▸ Work task
Could the data below be copied exactly, minus the pictures?

▸ Data for analysis

# # # # #

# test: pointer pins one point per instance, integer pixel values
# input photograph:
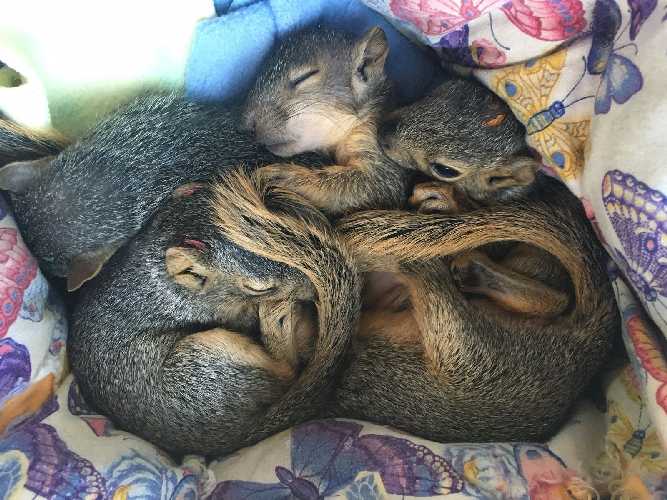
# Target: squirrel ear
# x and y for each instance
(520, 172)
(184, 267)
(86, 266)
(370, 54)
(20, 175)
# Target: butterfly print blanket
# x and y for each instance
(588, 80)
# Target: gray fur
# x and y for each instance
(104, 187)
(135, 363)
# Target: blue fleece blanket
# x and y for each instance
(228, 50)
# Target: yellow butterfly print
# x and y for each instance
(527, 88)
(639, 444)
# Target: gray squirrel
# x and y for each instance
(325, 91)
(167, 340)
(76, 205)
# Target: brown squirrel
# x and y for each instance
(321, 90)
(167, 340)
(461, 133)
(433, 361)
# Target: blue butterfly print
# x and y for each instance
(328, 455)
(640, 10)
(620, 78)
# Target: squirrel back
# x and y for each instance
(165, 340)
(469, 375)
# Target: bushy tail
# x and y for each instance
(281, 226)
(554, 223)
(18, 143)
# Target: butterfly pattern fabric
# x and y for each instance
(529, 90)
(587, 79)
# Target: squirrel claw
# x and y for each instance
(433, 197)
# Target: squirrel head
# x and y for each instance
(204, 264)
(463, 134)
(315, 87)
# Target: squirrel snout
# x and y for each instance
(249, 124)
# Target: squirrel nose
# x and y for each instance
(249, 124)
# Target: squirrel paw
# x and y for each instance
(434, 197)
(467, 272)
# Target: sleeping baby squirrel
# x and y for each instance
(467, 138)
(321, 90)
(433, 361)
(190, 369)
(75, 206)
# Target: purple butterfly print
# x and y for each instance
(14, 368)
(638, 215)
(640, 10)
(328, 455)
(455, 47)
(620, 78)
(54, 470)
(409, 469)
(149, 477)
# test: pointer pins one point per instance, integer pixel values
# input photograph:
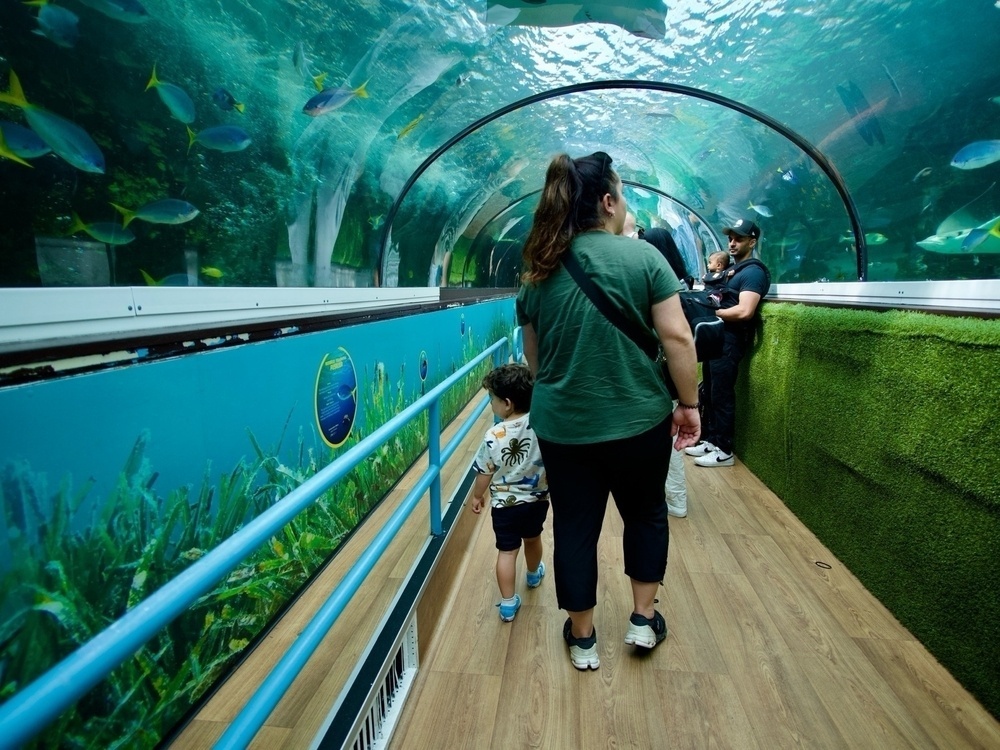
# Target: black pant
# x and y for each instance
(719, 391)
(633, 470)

# # # # #

▸ Written reply
# test: pointer pins one point per instance, integer pixel values
# input photograph:
# Target: squirrel ear
# x and y for each instance
(520, 172)
(184, 267)
(86, 266)
(370, 54)
(20, 175)
# Target: butterfly print blanket
# x and y for each instance
(588, 80)
# Target: gray fur
# x and y for each instance
(104, 187)
(135, 363)
# Target: blue fleece blanket
# x and y for each instance
(228, 50)
# Target: yellow butterfly print
# x and y for each instance
(527, 88)
(639, 444)
# Target: gray squirrel
# x and y for each instance
(325, 91)
(167, 340)
(76, 205)
# Target: brown squirrel
# x and y for each instance
(321, 90)
(167, 340)
(461, 133)
(433, 361)
# Target: blue butterfly print
# x and y for each instance
(328, 455)
(640, 10)
(620, 78)
# Target: squirrel back
# x and y for each instance
(165, 340)
(469, 375)
# Target: bushy tail
# x and y for each instance
(281, 226)
(554, 223)
(18, 143)
# Target: butterfly pattern fabric
# x and y for each instance
(529, 90)
(587, 79)
# Target: squirrel claw
# x and y for each instance
(433, 197)
# Target: squirrel head
# x and y for each instance
(204, 264)
(463, 134)
(315, 87)
# Target: squirrel snout
# x and y for each instance
(249, 124)
# Target: squirrel nose
# x and y for each instance
(249, 124)
# Target: squirrel paw
# x and y for each instance
(434, 197)
(467, 272)
# Target: sleeping baby squirrel
# x and y for each instance
(467, 138)
(321, 90)
(433, 361)
(190, 369)
(75, 206)
# Target: purple butterfly print
# x and y for each instance
(14, 368)
(638, 215)
(640, 10)
(328, 455)
(455, 47)
(620, 78)
(54, 470)
(409, 469)
(149, 477)
# test: pointer pins one point per instance, integer pixel values
# input photograph:
# Target: black pant
# x and y for each instance
(719, 391)
(633, 470)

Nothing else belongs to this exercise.